What the task asks: Please report how many lines below contain "grass", writing nothing except the number.

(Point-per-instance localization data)
------------------------------------------------------------------------

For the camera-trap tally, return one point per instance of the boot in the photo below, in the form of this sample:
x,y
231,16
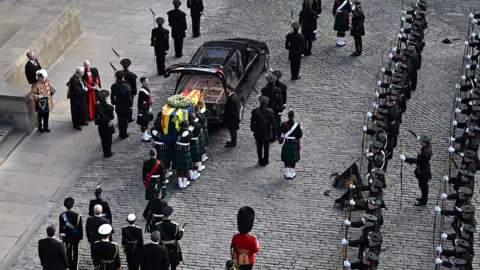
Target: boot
x,y
180,182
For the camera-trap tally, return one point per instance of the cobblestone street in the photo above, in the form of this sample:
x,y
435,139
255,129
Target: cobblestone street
x,y
301,229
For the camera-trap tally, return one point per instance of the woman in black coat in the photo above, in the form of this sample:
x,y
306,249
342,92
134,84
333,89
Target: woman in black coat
x,y
357,30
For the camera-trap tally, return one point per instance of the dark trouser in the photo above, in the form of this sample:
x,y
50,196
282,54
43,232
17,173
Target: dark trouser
x,y
233,135
106,140
122,124
263,148
196,26
178,44
160,58
43,116
295,66
423,184
358,44
72,255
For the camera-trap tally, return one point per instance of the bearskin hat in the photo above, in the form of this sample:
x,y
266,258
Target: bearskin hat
x,y
245,219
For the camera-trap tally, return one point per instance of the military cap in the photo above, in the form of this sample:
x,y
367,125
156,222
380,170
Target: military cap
x,y
378,171
105,229
375,237
382,111
465,191
374,201
467,173
277,73
103,93
271,78
125,62
370,218
160,20
377,145
467,209
167,211
469,153
263,99
425,138
120,74
468,228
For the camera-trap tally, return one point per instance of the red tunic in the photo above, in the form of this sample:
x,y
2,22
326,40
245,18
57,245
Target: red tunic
x,y
91,99
245,247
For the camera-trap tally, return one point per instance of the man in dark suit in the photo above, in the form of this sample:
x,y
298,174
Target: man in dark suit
x,y
263,126
52,252
177,20
231,117
154,256
78,99
31,68
71,231
121,98
196,11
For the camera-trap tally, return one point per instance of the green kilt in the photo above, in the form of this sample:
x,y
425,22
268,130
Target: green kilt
x,y
341,22
290,152
183,161
195,150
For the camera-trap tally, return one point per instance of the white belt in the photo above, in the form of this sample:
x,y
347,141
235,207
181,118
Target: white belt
x,y
184,144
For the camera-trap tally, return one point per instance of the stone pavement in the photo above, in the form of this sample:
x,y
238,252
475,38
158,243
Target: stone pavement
x,y
300,228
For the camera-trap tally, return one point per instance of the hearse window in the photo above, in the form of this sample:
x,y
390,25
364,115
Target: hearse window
x,y
211,56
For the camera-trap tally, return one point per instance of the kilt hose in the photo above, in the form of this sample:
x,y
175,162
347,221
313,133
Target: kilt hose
x,y
290,152
341,22
196,156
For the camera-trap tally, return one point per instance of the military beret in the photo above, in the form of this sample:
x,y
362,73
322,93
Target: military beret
x,y
459,262
167,211
277,73
271,78
468,228
377,145
370,218
465,190
469,153
375,237
467,209
160,20
103,93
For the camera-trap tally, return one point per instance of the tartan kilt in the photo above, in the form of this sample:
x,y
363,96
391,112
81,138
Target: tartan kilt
x,y
183,161
195,150
290,152
341,23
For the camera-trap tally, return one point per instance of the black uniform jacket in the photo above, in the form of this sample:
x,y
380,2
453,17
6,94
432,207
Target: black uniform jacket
x,y
71,225
121,98
52,253
91,228
154,257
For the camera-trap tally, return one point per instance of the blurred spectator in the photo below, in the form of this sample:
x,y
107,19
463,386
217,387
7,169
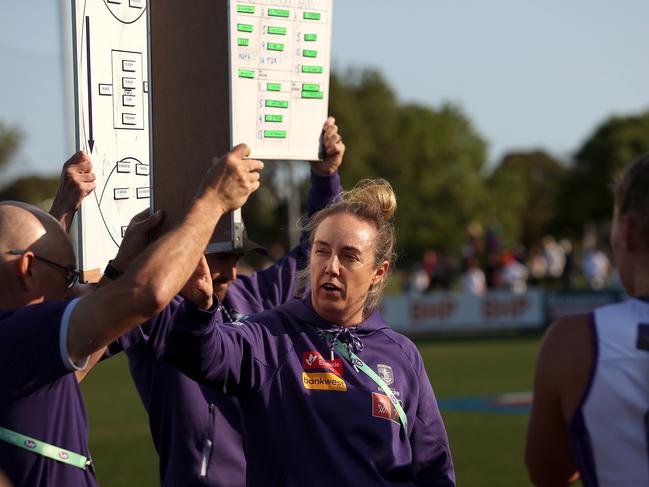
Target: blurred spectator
x,y
473,246
493,238
473,279
513,274
493,269
595,267
537,264
555,257
568,268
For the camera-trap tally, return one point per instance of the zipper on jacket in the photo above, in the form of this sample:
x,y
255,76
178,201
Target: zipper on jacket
x,y
207,445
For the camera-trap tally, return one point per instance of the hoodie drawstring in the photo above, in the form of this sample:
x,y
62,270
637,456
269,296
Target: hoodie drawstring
x,y
347,337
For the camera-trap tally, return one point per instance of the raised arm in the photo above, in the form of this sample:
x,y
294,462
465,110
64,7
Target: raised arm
x,y
162,270
77,182
275,285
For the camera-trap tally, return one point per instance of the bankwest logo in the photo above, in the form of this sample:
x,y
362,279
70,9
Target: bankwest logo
x,y
314,360
323,381
382,407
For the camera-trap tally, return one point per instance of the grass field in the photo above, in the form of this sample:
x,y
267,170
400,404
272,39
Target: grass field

------------------------------------------------------------------------

Answer to this exercise: 2